> _MATERIAL FOR THIS EXERCISE_:
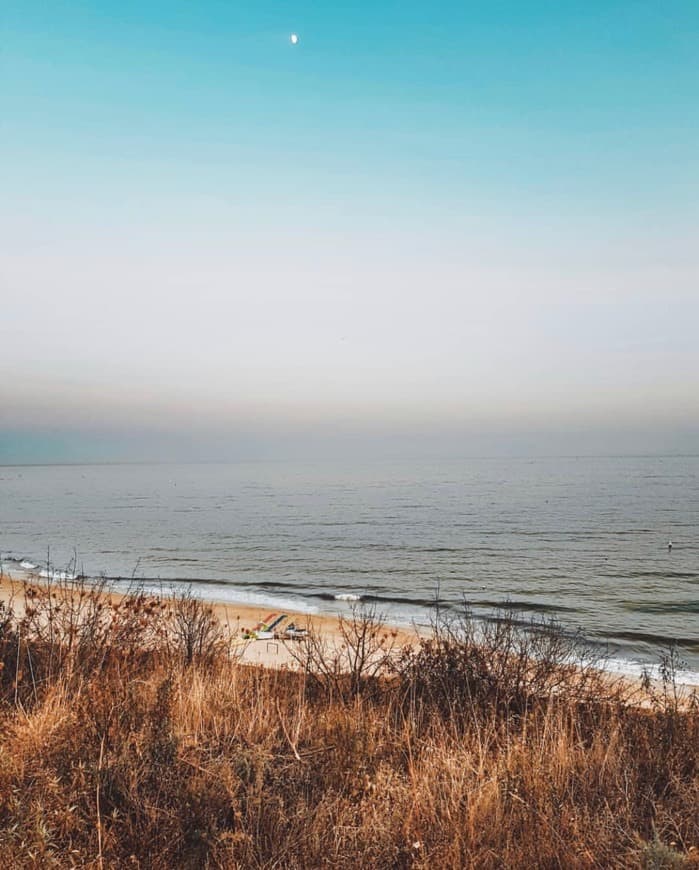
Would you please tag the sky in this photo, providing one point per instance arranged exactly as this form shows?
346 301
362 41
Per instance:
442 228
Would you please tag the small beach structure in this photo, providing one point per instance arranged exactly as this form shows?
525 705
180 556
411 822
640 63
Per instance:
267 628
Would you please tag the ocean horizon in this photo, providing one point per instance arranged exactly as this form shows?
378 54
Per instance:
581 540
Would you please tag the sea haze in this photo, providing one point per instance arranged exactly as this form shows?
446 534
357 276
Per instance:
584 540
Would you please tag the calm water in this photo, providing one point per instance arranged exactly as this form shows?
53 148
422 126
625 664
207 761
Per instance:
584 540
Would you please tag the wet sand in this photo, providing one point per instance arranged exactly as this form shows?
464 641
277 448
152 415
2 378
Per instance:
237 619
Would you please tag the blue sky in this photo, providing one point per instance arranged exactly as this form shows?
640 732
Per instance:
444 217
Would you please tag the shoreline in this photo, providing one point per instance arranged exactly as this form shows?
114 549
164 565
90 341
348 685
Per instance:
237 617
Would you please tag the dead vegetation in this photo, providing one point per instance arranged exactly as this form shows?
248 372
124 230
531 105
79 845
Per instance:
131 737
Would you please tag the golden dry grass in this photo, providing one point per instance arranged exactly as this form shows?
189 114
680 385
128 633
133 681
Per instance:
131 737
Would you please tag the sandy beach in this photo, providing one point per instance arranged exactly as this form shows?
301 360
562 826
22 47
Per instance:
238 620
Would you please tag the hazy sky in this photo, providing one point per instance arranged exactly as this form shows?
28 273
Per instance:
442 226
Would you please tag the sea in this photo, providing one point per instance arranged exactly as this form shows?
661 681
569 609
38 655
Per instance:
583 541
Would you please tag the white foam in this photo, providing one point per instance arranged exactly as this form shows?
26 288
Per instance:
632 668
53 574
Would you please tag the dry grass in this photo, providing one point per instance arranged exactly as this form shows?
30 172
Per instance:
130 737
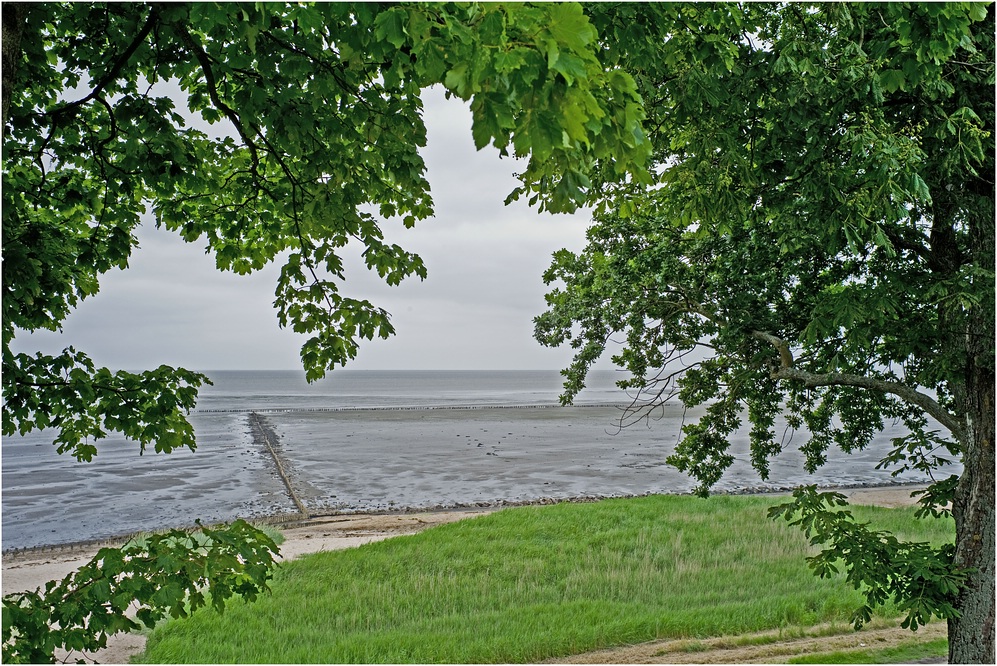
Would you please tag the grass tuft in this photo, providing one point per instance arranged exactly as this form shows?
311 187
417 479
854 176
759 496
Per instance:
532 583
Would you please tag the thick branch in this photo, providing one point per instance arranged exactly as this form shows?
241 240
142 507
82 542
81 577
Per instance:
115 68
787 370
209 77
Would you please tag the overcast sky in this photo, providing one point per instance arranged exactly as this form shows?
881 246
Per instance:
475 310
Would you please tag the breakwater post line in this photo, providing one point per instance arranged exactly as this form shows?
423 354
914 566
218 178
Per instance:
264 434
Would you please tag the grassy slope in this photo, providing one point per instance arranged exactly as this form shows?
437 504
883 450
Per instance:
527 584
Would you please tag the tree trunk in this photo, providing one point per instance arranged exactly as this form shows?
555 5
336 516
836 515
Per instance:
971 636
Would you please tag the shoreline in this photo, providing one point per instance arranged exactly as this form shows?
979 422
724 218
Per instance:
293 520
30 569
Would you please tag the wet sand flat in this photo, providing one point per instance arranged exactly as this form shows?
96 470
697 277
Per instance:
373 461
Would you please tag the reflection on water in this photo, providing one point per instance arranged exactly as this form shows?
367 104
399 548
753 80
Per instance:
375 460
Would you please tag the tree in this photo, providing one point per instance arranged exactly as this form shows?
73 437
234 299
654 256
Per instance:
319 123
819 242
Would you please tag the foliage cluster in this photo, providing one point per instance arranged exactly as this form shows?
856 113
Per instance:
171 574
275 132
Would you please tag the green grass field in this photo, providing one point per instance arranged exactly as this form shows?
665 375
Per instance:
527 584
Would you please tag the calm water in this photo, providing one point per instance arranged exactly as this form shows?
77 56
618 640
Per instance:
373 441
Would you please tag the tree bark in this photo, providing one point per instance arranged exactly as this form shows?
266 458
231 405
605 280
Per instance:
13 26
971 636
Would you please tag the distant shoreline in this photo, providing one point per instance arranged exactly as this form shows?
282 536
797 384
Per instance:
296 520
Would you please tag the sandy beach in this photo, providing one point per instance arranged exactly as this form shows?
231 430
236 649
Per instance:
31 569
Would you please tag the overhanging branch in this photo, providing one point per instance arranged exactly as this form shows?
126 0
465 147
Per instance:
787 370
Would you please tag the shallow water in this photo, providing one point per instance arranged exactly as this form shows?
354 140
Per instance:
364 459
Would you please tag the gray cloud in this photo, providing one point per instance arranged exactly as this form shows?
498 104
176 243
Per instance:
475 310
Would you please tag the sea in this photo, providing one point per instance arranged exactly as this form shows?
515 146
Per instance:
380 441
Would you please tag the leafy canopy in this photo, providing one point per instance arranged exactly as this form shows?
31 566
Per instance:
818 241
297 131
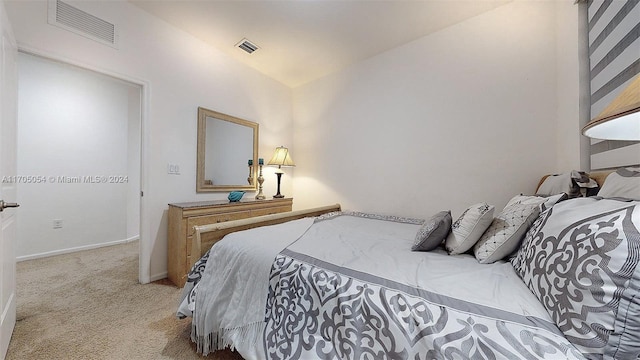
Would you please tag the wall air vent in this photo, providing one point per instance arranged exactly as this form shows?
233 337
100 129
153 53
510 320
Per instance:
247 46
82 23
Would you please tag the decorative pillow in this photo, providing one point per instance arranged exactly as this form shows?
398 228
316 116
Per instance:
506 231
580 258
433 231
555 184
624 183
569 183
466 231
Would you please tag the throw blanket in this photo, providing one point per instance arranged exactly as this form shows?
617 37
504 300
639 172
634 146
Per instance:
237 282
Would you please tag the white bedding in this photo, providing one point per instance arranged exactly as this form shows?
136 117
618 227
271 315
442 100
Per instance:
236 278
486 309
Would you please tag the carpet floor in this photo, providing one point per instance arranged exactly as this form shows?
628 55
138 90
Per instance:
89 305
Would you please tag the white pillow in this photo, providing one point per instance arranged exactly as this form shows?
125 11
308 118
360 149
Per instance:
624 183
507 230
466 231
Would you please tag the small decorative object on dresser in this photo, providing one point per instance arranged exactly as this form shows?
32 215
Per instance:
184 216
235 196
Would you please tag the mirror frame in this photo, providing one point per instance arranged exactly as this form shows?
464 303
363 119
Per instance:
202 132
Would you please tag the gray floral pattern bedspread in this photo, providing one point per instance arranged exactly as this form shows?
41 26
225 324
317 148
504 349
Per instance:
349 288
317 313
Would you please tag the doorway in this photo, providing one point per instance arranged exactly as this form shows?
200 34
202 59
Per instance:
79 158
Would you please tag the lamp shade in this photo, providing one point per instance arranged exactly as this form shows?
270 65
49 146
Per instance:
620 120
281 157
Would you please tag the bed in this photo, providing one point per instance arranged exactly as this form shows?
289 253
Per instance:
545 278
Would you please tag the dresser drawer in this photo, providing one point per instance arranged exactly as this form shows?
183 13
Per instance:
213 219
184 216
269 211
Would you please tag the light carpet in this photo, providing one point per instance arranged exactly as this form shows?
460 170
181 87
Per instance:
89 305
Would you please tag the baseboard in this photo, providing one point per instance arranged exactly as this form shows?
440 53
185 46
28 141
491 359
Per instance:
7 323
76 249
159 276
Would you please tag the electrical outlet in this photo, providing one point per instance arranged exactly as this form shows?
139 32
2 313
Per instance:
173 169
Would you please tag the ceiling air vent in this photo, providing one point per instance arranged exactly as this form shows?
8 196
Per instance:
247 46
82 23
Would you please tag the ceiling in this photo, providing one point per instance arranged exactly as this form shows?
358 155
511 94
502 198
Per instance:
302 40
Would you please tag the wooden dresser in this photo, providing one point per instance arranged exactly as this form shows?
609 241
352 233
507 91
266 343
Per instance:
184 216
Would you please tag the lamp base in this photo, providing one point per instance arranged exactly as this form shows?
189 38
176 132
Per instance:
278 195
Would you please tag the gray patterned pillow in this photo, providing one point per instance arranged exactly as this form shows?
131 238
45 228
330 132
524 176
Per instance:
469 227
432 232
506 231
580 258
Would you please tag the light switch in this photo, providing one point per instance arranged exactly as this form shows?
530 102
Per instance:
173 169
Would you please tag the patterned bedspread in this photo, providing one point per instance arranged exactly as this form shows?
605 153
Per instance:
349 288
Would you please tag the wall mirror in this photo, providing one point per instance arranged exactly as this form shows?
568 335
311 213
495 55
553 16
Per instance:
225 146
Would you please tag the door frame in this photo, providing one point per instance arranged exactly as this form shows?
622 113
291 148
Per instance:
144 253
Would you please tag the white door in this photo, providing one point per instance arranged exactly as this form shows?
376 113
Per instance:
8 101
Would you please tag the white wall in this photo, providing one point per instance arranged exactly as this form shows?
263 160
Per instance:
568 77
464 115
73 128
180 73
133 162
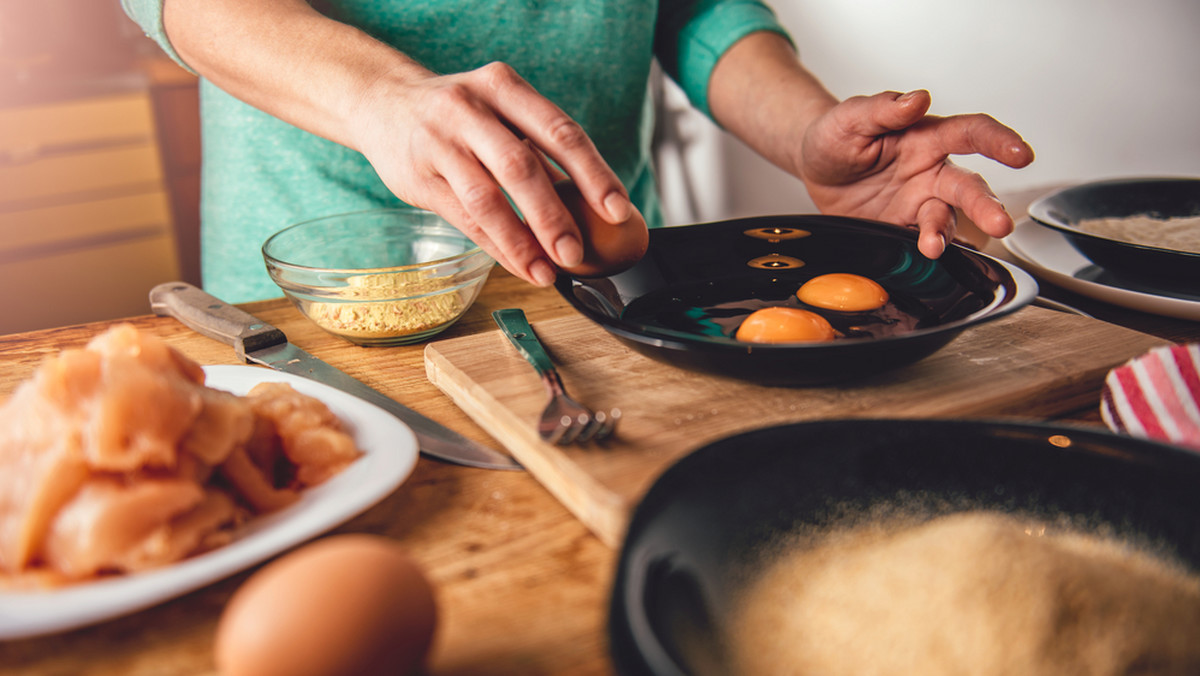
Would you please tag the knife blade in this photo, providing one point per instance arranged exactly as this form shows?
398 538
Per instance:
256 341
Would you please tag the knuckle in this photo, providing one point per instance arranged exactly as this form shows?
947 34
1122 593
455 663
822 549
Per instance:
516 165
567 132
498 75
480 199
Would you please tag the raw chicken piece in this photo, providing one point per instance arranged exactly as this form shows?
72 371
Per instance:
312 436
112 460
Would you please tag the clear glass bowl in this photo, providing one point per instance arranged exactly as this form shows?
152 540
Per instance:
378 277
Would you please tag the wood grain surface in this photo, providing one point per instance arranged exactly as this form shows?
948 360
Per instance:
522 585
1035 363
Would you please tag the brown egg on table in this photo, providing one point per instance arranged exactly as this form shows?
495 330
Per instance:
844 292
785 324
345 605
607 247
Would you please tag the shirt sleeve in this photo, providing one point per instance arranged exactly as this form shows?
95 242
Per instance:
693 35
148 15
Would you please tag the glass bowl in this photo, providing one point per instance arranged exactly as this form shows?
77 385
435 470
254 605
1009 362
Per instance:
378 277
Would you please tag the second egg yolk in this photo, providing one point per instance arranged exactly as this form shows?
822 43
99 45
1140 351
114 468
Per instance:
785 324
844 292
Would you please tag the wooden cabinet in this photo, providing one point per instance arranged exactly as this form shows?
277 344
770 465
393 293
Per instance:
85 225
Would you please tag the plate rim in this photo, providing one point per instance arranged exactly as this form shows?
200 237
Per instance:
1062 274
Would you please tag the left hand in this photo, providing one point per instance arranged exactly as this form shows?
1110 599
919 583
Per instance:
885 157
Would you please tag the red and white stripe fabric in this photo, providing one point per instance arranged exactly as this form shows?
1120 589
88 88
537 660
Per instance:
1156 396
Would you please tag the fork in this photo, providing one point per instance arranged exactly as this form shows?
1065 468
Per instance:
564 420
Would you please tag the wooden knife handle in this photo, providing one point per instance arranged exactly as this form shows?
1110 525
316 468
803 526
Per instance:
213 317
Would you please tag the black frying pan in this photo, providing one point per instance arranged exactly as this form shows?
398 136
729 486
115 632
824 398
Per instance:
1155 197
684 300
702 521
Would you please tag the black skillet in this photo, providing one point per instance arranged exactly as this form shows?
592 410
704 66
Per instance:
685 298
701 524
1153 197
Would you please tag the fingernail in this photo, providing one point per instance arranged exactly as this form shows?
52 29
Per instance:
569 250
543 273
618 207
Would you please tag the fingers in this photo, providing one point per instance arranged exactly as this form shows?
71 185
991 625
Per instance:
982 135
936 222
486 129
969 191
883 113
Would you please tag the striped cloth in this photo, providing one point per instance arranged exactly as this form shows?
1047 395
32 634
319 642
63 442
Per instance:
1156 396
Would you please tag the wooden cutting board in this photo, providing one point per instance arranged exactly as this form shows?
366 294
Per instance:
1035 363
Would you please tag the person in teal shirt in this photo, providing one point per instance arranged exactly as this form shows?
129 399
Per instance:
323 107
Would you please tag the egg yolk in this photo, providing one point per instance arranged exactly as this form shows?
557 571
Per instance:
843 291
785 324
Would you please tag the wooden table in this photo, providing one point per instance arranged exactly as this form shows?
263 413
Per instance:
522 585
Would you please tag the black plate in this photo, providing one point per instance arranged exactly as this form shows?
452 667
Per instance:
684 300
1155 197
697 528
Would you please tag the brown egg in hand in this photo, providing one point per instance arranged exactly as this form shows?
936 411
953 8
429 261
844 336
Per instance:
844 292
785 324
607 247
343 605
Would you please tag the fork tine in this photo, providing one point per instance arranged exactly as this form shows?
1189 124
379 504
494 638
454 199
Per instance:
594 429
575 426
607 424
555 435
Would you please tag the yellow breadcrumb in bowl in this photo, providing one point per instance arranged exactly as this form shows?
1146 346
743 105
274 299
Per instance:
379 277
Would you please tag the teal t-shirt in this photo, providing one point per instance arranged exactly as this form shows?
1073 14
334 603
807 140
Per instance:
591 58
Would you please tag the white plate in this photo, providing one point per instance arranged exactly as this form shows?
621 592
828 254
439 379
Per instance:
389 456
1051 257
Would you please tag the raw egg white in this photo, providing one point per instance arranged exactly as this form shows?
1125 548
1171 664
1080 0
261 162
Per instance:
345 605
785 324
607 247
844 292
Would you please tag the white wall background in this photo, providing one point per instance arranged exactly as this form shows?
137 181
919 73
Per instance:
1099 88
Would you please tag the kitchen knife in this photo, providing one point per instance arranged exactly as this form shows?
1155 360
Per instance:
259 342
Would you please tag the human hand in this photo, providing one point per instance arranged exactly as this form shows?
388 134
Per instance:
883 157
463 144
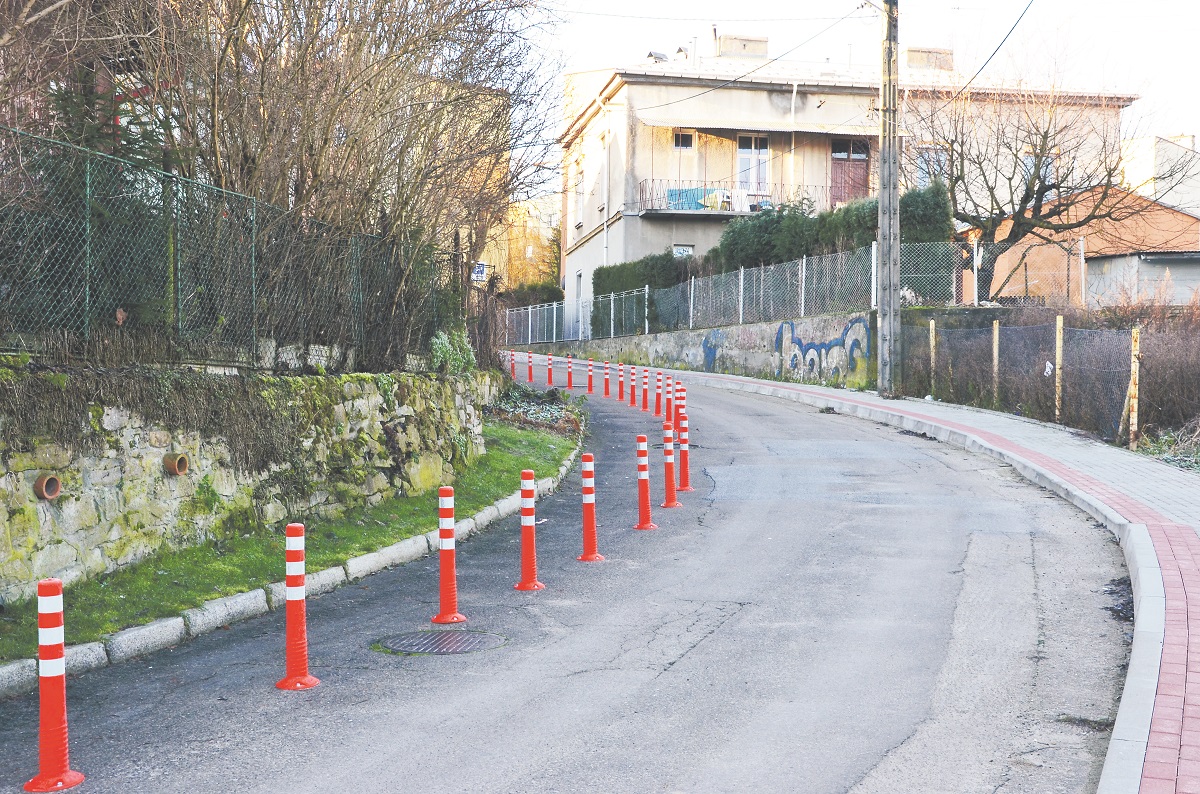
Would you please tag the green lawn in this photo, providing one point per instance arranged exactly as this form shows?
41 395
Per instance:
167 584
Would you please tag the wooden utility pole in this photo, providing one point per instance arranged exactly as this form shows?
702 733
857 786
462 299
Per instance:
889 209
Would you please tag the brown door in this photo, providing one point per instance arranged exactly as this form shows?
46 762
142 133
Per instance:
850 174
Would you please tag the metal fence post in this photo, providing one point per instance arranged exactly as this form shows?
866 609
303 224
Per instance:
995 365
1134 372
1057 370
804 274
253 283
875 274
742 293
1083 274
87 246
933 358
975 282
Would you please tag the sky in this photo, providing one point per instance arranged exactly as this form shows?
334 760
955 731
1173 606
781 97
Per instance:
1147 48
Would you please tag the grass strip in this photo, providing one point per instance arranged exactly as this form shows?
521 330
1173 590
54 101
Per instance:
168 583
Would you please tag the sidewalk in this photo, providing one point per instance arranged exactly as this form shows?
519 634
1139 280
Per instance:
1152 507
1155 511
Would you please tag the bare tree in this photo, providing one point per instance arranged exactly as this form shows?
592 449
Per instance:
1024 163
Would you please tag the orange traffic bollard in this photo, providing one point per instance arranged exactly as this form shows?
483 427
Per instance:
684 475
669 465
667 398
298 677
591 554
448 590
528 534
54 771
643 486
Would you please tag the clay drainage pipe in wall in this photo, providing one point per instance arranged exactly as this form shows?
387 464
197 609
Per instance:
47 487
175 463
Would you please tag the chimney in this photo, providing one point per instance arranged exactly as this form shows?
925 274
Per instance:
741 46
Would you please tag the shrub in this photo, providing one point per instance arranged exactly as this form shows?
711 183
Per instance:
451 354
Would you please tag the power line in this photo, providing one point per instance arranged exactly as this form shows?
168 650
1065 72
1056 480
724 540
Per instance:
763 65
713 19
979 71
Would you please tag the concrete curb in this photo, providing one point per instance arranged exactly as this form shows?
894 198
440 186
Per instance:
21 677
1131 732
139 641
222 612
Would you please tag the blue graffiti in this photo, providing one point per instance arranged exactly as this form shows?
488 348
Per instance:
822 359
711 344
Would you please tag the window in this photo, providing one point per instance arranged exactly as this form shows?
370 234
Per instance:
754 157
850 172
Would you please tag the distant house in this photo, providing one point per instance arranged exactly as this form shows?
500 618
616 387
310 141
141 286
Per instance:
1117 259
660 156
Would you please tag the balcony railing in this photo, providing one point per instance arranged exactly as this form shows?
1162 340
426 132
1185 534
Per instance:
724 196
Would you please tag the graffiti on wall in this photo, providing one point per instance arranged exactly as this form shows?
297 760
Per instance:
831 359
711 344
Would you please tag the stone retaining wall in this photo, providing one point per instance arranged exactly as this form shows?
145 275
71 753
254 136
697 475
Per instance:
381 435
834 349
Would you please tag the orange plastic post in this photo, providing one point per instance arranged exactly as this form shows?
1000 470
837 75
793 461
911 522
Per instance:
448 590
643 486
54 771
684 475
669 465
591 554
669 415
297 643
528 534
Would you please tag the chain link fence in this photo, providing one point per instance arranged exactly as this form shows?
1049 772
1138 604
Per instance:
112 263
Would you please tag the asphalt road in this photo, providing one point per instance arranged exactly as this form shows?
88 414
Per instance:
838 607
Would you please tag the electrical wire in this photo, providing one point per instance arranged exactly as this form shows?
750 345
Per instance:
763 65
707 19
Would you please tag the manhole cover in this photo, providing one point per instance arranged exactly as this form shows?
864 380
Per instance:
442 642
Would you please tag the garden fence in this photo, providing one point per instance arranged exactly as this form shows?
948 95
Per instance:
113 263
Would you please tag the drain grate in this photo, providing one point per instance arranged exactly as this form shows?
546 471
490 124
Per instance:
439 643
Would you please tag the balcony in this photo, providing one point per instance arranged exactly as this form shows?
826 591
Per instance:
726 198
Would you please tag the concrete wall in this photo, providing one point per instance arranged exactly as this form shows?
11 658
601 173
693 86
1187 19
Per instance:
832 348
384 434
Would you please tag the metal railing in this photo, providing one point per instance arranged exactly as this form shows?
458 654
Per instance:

> _EXERCISE_:
Leave out every line before the one containing "Would you please tag the asphalt"; set down that line and all remaining lines of the material exactly.

> _REPLY TO THE EXERCISE_:
Would you please tag the asphalt road in this photo, providing one point per instance arranged exactly as this form shows?
88 414
Per instance:
838 607
Would you please tag the electrical wire in this photo, providing one point per instance arranged exactly as this form shows?
750 345
Per instance:
763 65
707 19
Would you please tag the manhole cover in this photo, providing one point per instance arranged exactly as this form shows?
864 380
Per instance:
442 642
Would you please tag the garden fence in this photo, providing one point per instance arranged exactly as this form shows?
948 95
Per instance:
113 263
Would you please tag the drain grate in this photo, providing one point per instance arranged exactly as this form shows?
546 471
490 124
Per instance:
439 643
Would you please tag the balcony in this photo, providing one point per instance arranged exactly as this form shows?
826 591
Per instance:
726 198
Would you please tag the concrete wall in this photo, providing one point per instance arranged exactly as this form shows?
11 658
601 173
693 86
1187 19
Per instance:
832 348
384 434
Would you please tag the metal railing in this photo, providing one point per instance arranged exactly as this form shows?
458 654
Per instance:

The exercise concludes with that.